▸ **EXCERPT**:
The question of how to change the program is intricate and has been mired for years in ideological conflicts that, at root, reflect the Democratic preference for government programs to help vulnerable residents and the GOP eagerness to rely more on the private sector to deliver social services.

After years of dispute, the issue gained momentum in late June, when both chambers passed separate versions of Medicare legislation. They shared the basic goals of drug benefits and a greater reliance on private health plans, but they also contained substantial differences. And it was unclear until slightly more than a week ago whether a small team of House and Senate negotiators, most of them Republican, would be able to bridge those differences.

The core of the bill would, for the first time, offer subsidies for prescription drugs to anyone in Medicare who wanted them. Until now, the program has covered medicine that patients are given in the hospital but not ones they use at home. Starting in 2006, patients could get that coverage by buying a separate private insurance policy for drugs or by joining a preferred provider organization (PPO), HMO or other type of private health plan that also provided the rest of their care.

In either case, the coverage would require patients to pay a monthly premium averaging $35 the first year, and a $250 annual deductible. After that, the government would pay three-fourths of their drug expenditures up to $2,250. At that point, the coverage would stop, except for a relatively small number of people with "catastrophic" drug expenses who have paid at least $3,600 a year from their own pockets.

Medicare patients with low incomes would get extra help. The bill would reach fewer patients than Democrats wanted, in part because the GOP insisted on taking people's assets into account in determining who qualified for the special assistance. Recipients with incomes of less than 150 percent of the federal poverty line -- about $13,000 a year for an individual or nearly $18,000 for a couple -- would not be charged the premiums or deductible, but would pay a few dollars in copayment for each prescription.

▸ **TO DO**:
1 – Write out the part of the Medicare passage starting with "The core of" and going on through "their own pockets.".
2 – Carry the Medicare passage forward from its final sentence.
The records come from a separate source unrelated to the Medicare passage.

▸ **SOURCE INFORMATION**:
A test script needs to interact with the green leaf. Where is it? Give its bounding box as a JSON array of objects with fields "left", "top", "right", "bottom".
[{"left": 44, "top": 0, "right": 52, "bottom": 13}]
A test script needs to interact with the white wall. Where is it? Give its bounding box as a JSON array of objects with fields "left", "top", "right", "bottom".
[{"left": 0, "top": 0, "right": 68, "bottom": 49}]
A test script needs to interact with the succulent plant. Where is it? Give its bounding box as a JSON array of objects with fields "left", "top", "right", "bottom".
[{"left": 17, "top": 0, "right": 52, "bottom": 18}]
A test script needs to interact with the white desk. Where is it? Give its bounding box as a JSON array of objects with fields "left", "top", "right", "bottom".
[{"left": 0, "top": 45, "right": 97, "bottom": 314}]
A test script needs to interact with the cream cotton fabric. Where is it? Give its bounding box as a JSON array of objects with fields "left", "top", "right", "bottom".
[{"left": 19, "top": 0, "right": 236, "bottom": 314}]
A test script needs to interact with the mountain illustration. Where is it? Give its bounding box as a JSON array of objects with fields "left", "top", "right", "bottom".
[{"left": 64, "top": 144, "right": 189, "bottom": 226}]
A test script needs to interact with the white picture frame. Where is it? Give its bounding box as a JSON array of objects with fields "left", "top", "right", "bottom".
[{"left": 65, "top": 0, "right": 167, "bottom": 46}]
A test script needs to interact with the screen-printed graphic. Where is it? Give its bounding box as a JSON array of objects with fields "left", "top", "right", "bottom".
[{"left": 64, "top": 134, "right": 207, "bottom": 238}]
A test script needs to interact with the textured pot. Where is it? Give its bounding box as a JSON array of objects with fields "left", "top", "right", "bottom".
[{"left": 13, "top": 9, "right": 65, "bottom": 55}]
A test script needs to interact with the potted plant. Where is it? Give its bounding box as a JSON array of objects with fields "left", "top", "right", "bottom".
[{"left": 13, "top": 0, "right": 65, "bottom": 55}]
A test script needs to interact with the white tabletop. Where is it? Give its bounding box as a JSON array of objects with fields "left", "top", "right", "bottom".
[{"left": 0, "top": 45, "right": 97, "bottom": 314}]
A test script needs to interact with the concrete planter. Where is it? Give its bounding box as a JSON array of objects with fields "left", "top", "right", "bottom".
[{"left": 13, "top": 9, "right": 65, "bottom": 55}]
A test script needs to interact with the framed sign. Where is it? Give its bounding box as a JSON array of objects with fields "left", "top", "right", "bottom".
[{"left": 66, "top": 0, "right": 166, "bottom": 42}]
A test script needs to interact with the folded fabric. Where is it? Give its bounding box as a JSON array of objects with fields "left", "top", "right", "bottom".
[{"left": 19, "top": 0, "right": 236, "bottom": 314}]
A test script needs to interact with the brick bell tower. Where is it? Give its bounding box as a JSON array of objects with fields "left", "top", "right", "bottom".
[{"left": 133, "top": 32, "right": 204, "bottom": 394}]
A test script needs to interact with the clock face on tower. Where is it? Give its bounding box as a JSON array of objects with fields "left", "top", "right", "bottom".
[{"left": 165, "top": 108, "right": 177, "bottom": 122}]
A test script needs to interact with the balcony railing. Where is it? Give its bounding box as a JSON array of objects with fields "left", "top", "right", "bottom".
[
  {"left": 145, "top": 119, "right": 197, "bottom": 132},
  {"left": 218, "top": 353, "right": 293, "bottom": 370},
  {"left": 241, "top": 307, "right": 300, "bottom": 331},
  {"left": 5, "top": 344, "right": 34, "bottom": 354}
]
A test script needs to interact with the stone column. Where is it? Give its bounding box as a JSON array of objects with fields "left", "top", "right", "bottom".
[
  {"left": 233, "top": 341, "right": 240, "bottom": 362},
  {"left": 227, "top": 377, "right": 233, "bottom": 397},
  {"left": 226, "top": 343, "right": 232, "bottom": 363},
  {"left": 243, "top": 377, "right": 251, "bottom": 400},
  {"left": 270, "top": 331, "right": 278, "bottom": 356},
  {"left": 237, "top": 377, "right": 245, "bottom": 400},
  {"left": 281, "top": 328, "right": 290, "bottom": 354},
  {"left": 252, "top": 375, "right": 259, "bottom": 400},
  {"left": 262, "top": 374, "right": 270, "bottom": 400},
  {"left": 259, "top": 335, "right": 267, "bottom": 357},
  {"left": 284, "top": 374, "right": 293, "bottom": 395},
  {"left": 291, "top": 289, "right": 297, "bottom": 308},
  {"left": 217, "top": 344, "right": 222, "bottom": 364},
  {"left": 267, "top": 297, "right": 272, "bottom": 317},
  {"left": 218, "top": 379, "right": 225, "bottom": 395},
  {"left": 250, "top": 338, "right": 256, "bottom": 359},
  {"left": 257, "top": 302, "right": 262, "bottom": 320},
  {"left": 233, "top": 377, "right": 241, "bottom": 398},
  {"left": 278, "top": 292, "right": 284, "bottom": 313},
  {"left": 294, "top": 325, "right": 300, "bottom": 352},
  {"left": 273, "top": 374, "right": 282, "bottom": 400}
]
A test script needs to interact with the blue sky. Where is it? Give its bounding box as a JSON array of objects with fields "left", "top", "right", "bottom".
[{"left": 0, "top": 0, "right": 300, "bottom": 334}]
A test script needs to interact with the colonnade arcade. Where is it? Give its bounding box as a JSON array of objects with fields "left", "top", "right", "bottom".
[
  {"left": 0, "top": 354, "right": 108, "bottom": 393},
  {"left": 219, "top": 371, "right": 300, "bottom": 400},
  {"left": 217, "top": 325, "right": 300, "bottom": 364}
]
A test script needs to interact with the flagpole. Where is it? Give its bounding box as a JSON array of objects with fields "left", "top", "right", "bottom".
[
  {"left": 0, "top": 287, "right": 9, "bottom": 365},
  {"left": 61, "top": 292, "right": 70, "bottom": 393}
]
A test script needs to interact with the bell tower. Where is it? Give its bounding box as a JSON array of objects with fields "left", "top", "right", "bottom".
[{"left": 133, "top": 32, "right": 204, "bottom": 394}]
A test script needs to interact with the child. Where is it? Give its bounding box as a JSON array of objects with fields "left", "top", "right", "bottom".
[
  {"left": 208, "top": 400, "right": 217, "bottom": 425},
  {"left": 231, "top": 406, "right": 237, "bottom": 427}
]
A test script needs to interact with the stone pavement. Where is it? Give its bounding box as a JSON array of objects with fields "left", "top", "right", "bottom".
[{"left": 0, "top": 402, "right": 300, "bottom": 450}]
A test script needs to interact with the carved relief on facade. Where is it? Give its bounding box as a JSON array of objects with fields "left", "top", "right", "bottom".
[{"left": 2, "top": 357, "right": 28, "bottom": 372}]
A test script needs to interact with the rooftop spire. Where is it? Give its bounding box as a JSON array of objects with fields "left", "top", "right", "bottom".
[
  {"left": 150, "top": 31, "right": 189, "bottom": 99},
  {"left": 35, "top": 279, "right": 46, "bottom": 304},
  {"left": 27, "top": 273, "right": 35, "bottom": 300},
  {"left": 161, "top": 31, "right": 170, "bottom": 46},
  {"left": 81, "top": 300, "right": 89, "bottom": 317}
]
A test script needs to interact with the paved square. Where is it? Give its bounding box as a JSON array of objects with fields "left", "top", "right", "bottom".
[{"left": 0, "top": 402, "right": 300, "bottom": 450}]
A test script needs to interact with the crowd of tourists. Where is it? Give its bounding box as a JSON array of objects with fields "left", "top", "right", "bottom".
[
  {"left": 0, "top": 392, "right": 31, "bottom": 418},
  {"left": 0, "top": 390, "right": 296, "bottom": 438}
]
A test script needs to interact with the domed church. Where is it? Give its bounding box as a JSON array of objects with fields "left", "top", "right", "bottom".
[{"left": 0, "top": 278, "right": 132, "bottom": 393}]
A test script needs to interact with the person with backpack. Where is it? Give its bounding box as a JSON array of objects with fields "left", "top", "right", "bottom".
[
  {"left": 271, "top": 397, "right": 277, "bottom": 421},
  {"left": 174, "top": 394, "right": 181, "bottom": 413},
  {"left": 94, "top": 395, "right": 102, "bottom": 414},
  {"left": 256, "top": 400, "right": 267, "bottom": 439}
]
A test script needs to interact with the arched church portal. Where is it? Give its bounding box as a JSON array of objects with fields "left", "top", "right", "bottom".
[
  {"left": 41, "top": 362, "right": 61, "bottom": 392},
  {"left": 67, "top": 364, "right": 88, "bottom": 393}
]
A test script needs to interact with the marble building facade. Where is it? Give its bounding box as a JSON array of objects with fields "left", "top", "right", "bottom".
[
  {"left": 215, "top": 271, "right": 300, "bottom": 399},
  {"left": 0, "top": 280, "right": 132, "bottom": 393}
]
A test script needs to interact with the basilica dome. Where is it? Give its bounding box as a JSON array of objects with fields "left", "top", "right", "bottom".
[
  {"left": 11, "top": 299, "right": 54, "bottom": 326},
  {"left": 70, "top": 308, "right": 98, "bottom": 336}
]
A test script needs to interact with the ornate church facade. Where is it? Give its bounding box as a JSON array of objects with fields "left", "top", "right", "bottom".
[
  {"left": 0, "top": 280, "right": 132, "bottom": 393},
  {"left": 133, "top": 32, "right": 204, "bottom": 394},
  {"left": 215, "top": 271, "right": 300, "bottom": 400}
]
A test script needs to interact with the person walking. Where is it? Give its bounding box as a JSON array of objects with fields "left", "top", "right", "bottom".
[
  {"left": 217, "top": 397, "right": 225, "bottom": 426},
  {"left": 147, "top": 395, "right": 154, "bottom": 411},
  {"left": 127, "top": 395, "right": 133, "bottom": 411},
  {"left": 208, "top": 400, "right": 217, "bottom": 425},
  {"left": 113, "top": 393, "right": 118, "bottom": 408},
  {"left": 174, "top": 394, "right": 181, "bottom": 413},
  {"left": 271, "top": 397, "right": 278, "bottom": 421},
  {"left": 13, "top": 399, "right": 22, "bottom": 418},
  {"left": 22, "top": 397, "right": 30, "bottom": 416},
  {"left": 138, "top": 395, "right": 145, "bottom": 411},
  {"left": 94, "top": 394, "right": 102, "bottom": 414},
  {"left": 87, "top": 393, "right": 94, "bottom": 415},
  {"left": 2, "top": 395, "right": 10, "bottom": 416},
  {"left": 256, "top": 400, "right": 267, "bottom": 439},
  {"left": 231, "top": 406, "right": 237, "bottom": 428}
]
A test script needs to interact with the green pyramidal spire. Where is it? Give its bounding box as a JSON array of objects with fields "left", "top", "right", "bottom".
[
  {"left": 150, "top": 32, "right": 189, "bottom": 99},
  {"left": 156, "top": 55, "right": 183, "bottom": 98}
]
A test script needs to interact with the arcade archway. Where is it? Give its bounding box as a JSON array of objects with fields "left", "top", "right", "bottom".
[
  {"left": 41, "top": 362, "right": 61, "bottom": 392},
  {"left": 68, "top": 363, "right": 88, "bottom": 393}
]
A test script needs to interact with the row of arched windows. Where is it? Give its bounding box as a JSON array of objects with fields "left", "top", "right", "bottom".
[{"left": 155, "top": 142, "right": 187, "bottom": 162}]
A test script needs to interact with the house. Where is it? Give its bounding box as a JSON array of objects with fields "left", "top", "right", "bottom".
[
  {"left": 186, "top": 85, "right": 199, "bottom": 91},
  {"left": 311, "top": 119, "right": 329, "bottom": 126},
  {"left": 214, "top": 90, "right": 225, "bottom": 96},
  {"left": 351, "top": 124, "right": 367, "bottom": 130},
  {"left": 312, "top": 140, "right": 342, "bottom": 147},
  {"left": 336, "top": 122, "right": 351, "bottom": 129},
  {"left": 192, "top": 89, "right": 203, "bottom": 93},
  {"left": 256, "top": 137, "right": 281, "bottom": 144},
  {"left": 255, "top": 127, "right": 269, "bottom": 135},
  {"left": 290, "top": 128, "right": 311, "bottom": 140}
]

▸ **ANSWERS BY TASK**:
1 –
The core of the bill would, for the first time, offer subsidies for prescription drugs to anyone in Medicare who wanted them. Until now, the program has covered medicine that patients are given in the hospital but not ones they use at home. Starting in 2006, patients could get that coverage by buying a separate private insurance policy for drugs or by joining a preferred provider organization (PPO), HMO or other type of private health plan that also provided the rest of their care.

In either case, the coverage would require patients to pay a monthly premium averaging $35 the first year, and a $250 annual deductible. After that, the government would pay three-fourths of their drug expenditures up to $2,250. At that point, the coverage would stop, except for a relatively small number of people with "catastrophic" drug expenses who have paid at least $3,600 a year from their own pockets.

2 –
Before the drug benefit began, federal health officials would, starting next spring, temporarily coordinate a network of drug discount cards that Medicare patients could buy from companies that manage pharmaceutical benefits. Proponents predict the cards could save people perhaps 15 percent off the retail price of medicine.

The legislation would give $86 billion in payments and tax advantages over 10 years to the nation's employers if they provide drug coverage to retired workers. The new subsidy is intended to discourage companies from dropping such coverage once federal prescription benefits began.

Other aspects of the legislation have nothing to do with drugs. In a major departure from its tradition of treating all beneficiaries alike, Medicare would for the first time charge higher premiums for visits to doctors and other outpatient care to patients with higher incomes -- $80,000 a year or above.

Under an especially contentious provision, the government would conduct an experiment designed to foster greater market competition in the program. The experiment, to take place for six years in a half-dozen metropolitan areas starting in 2010, would require Medicare's original, fee-for-service version to compete directly against private health plans for patients based on price. Most Democrats have said the experiment could undermine the traditional program, predicting that patients would have to pay more to stay in that version and thus would be coerced into the private plans. But some conservatives wanted such a system to be permanent and nationwide.

Even as they lost the votes in the House and the Senate, Democrats vowed to continue their fight to shape Medicare in the ways they prefer.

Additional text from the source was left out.